▶ [About this task]: All lines between the one holding "man in dark" and the end of the material below, both ends included, should be restated exactly.

▶ [Supplied material]:
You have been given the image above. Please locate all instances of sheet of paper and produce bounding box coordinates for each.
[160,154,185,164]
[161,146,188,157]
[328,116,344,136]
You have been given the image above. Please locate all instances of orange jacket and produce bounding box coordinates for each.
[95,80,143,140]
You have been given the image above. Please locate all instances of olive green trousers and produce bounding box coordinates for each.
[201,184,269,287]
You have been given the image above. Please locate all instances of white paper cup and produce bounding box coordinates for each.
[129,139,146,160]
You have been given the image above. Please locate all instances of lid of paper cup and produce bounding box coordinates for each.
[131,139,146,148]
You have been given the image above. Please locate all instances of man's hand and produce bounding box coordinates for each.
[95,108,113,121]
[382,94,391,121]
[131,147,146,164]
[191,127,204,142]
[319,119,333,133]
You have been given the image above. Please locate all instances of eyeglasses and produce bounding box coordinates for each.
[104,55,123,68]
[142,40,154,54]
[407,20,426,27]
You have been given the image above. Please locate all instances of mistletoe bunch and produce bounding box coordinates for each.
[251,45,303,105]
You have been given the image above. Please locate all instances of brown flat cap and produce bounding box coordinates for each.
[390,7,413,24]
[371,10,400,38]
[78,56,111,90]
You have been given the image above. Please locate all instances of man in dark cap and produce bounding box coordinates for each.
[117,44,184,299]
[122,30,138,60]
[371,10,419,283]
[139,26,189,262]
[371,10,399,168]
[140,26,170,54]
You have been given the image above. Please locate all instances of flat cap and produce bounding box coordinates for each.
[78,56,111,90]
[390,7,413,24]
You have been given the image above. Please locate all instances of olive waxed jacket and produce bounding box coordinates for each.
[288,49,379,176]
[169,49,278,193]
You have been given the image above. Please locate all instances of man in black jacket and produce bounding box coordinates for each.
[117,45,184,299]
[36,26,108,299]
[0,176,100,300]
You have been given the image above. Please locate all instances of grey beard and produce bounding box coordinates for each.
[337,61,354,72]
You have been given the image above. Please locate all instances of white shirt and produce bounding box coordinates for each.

▶ [Answer below]:
You have been given the image above. Please locate all instances of man in dark cap and produce bounding box coordinates for each.
[117,44,184,299]
[122,30,138,60]
[371,10,419,283]
[139,26,189,262]
[371,10,399,168]
[140,26,170,54]
You have been given the image above. Please locate all instances of flat cap and produce bounding box coordinates for each.
[78,56,111,90]
[390,7,413,24]
You have been given the image above. Please locate all instances of olive waxed jacket and produce bounding box coordinates for each.
[288,49,379,176]
[169,49,278,193]
You have been given the image above. Please locate all instances of man in black jacket and produce bounding box coordinates for each.
[117,45,184,299]
[36,26,108,299]
[0,176,100,300]
You have been given the image above. Please locate all instances of grey beard and produce bounding box coordinates for each.
[337,61,354,72]
You have been given the image above. Please locate all instances of white shirt and produce bounding box coordinates for each.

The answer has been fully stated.